Exercise passage:

_ _ _ _

New Jersey Hourly to Salary Calculator

Convert any hourly wage to an annual salary and New Jersey take-home pay.

Converts an hourly wage to a gross annual salary, then applies New Jersey graduated income tax, FICA, and New Jersey's employee unemployment, workforce, and family-leave payroll contributions to show your annual and bi-weekly take-home pay.

How do I convert an hourly wage to an annual salary?

Multiply your hourly rate by hours worked per week, then by weeks worked per year. At $30 per hour, 40 hours a week, 52 weeks a year, the gross annual salary is $62,400 before any taxes are taken out.

Knowing your hourly rate is one thing; knowing what actually lands in your bank account in New Jersey is another. This calculator turns an hourly wage into a gross salary, then subtracts FICA, federal and New Jersey income tax, and New Jersey’s employee payroll contributions to show real take-home pay.

_ _ _ _

Available data:
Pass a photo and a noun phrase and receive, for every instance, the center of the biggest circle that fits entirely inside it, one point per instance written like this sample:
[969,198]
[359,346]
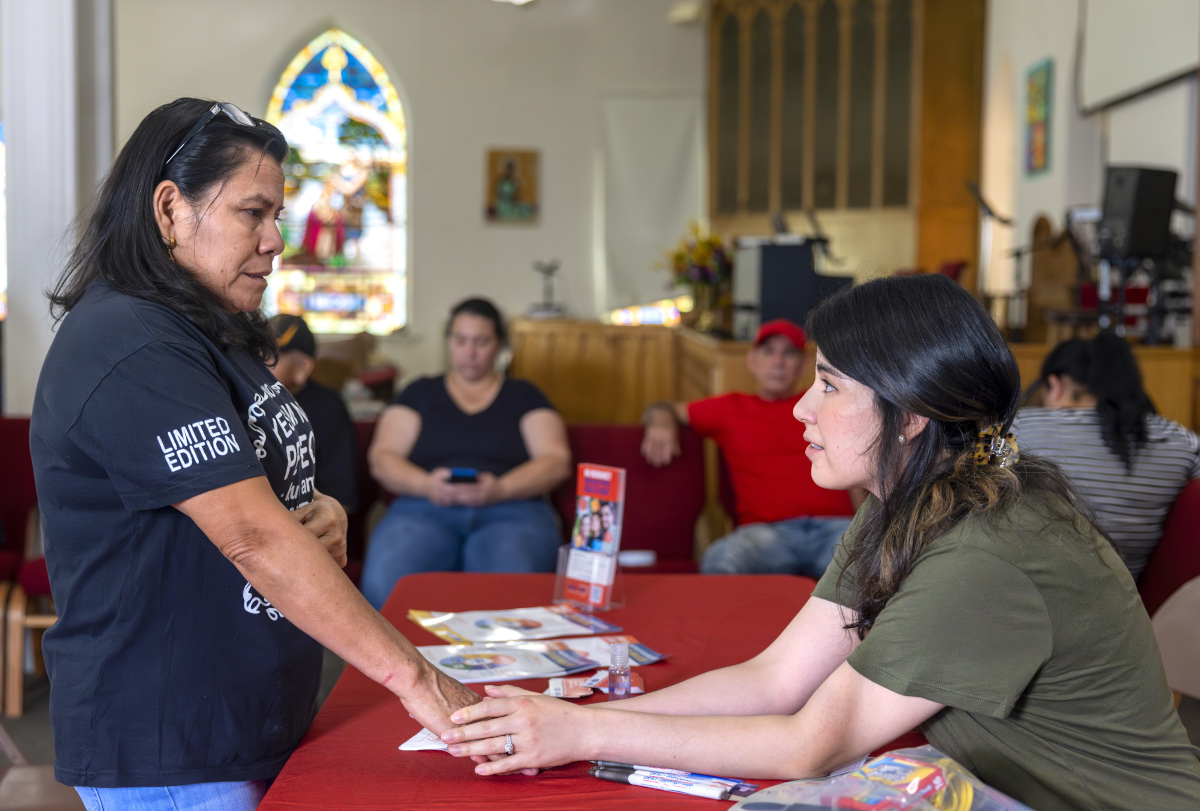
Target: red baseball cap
[781,326]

_ _ _ _

Set of tasks:
#1 Decide whether each statement agrees with the New Jersey hourly-to-salary calculator page. For each one, answer yes or no and quote the words of the page that decide it.
(a) The $62,400 in the example is the amount left after taxes.
(b) The calculator shows bi-weekly take-home pay.
(c) To get an annual salary, you multiply the hourly rate by hours worked per week and then by weeks worked per year.
#2 List every kind of New Jersey employee payroll contribution that the calculator page names.
#3 Answer these questions from the calculator page:
(a) What hourly rate does the example use?
(b) What kind of income tax does the page say New Jersey applies?
Work from the calculator page alone.

Answer list:
#1
(a) No: "the gross annual salary is $62,400 before any taxes are taken out."
(b) Yes: "to show your annual and bi-weekly take-home pay."
(c) Yes: "Multiply your hourly rate by hours worked per week, then by weeks worked per year."

#2 Unemployment, workforce, and family-leave.

#3
(a) $30 per hour.
(b) Graduated income tax.